[Location identification items]
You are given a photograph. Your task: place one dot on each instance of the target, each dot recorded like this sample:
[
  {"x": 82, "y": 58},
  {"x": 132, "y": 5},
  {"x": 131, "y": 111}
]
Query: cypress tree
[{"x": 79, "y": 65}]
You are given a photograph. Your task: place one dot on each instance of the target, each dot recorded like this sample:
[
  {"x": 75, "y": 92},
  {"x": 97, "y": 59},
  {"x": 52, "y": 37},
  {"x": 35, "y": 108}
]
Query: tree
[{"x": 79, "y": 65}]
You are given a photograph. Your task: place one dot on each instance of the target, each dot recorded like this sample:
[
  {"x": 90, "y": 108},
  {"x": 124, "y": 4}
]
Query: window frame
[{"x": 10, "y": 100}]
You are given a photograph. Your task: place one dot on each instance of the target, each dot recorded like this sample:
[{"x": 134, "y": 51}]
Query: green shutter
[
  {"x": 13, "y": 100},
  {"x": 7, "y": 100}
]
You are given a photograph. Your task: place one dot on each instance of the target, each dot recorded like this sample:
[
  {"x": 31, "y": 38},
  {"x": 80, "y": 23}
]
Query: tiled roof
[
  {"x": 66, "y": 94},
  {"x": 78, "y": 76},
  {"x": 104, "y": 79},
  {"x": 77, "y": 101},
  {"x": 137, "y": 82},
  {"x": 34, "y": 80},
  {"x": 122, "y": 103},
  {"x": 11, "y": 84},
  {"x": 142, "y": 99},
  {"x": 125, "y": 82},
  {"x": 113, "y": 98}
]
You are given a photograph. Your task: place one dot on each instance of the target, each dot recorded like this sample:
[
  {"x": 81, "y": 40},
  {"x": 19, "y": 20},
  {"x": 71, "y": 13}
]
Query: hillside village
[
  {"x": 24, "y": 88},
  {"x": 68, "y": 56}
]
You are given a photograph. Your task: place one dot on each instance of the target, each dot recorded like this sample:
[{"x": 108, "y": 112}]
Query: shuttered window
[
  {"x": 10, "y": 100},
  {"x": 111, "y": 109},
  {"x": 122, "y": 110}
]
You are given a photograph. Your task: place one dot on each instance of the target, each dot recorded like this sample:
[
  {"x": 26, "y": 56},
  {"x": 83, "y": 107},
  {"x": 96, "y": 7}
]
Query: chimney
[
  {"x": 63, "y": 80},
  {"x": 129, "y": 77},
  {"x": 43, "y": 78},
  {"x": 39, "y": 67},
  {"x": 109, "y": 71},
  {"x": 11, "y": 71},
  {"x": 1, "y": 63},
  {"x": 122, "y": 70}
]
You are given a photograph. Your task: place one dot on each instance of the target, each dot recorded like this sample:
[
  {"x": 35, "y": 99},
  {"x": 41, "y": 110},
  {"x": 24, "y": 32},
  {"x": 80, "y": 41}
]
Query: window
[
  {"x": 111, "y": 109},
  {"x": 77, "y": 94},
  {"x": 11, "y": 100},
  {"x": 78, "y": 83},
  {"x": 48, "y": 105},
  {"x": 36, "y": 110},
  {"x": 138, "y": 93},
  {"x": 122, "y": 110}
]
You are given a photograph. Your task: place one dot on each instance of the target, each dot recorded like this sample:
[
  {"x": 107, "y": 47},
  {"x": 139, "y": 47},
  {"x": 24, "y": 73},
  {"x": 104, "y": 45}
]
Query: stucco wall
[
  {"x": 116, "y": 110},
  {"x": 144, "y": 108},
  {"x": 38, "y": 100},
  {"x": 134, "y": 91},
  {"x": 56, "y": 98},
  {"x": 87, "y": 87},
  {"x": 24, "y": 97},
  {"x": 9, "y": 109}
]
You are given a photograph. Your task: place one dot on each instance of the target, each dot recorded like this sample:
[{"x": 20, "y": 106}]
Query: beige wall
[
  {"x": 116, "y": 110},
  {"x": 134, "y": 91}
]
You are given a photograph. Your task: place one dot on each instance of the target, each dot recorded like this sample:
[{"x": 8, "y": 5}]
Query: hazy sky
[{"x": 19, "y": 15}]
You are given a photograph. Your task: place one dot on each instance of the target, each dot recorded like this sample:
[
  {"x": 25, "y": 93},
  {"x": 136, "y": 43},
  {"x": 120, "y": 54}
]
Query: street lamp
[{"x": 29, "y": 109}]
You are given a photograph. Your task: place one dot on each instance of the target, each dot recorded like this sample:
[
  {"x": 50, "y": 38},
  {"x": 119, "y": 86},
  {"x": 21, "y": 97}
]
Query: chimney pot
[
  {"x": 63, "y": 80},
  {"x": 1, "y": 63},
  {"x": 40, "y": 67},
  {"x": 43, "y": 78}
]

Task requirements: Write down every line of the data exactly as it appears above.

Expected answer:
You are given a photograph. Your task: place one dot on each instance of the target, each dot recorded like this sample:
[
  {"x": 82, "y": 58},
  {"x": 132, "y": 5},
  {"x": 131, "y": 111}
]
Query: cypress tree
[{"x": 79, "y": 65}]
You are given a photograph. Your task: place one dot on each instance of the target, each dot recorded like this sample:
[
  {"x": 75, "y": 92},
  {"x": 97, "y": 59},
  {"x": 52, "y": 37},
  {"x": 35, "y": 108}
]
Query: tree
[{"x": 79, "y": 65}]
You are given a photograph. Your task: place one dot on each instance of the target, each dot recorded like this sample:
[
  {"x": 90, "y": 108},
  {"x": 124, "y": 4}
]
Query: window frame
[{"x": 10, "y": 100}]
You are given a photograph. Your task: place one dot on each instance of the target, each dot recorded like this sample:
[{"x": 134, "y": 51}]
Query: green shutter
[
  {"x": 13, "y": 100},
  {"x": 7, "y": 100}
]
You are given a photograph. Your task: place one dot on each instance of the target, each dot recorded like this sample:
[
  {"x": 31, "y": 38},
  {"x": 80, "y": 23}
]
Query: tiled roof
[
  {"x": 66, "y": 94},
  {"x": 78, "y": 76},
  {"x": 104, "y": 79},
  {"x": 77, "y": 101},
  {"x": 137, "y": 82},
  {"x": 34, "y": 80},
  {"x": 122, "y": 103},
  {"x": 11, "y": 84},
  {"x": 142, "y": 99},
  {"x": 125, "y": 82},
  {"x": 113, "y": 98}
]
You are given a photograph. Your task: place one dot on each instance of the target, each dot recorded like this sample:
[
  {"x": 81, "y": 40},
  {"x": 19, "y": 20},
  {"x": 71, "y": 13}
]
Query: hillside village
[
  {"x": 24, "y": 88},
  {"x": 68, "y": 56}
]
You are given a photograph. Your task: place one dot on each instance of the target, each dot recorded like this sample:
[{"x": 108, "y": 112}]
Query: shuttered window
[
  {"x": 10, "y": 100},
  {"x": 111, "y": 109},
  {"x": 122, "y": 110}
]
You are given a photograph. Your task: place one dot on each instance of the target, each dot recorded like this sample:
[
  {"x": 26, "y": 56},
  {"x": 83, "y": 107},
  {"x": 96, "y": 7}
]
Query: chimney
[
  {"x": 63, "y": 80},
  {"x": 129, "y": 77},
  {"x": 43, "y": 78},
  {"x": 39, "y": 67},
  {"x": 109, "y": 71},
  {"x": 11, "y": 71},
  {"x": 1, "y": 63},
  {"x": 122, "y": 70}
]
You are given a photograph. Your task: place one dot on each instance of the target, each dot recorded like this sample:
[
  {"x": 35, "y": 99},
  {"x": 41, "y": 110},
  {"x": 24, "y": 32},
  {"x": 80, "y": 41}
]
Query: window
[
  {"x": 111, "y": 109},
  {"x": 77, "y": 94},
  {"x": 11, "y": 100},
  {"x": 78, "y": 83},
  {"x": 48, "y": 105},
  {"x": 36, "y": 110},
  {"x": 138, "y": 93},
  {"x": 122, "y": 110}
]
You are given a photograph. Your task: place one dot on each instance of the target, each dot recorded like this sample:
[
  {"x": 107, "y": 47},
  {"x": 139, "y": 47},
  {"x": 24, "y": 73},
  {"x": 104, "y": 45}
]
Query: stucco wall
[
  {"x": 116, "y": 110},
  {"x": 144, "y": 108},
  {"x": 38, "y": 100},
  {"x": 134, "y": 91},
  {"x": 56, "y": 98},
  {"x": 87, "y": 87},
  {"x": 24, "y": 97},
  {"x": 9, "y": 109}
]
You are given a photograph. Your task: place one dot on each instance of the target, each dot recorded like this sample:
[{"x": 20, "y": 106}]
Query: beige wall
[
  {"x": 116, "y": 110},
  {"x": 134, "y": 91}
]
You are given a photograph. Your task: place one dot on each instance of the target, each dot recorded like this sample:
[{"x": 8, "y": 5}]
Query: hazy sky
[{"x": 19, "y": 15}]
You are given a photograph. Your task: place one dot on each instance of the target, each dot recorded like this sample:
[
  {"x": 25, "y": 93},
  {"x": 136, "y": 43},
  {"x": 120, "y": 54}
]
Query: street lamp
[{"x": 29, "y": 109}]
You are given a photograph. Your task: place one dot on each instance of the target, each dot recorded like this sample:
[
  {"x": 50, "y": 38},
  {"x": 119, "y": 86},
  {"x": 21, "y": 97}
]
Query: chimney pot
[
  {"x": 63, "y": 80},
  {"x": 1, "y": 63},
  {"x": 40, "y": 67},
  {"x": 43, "y": 78}
]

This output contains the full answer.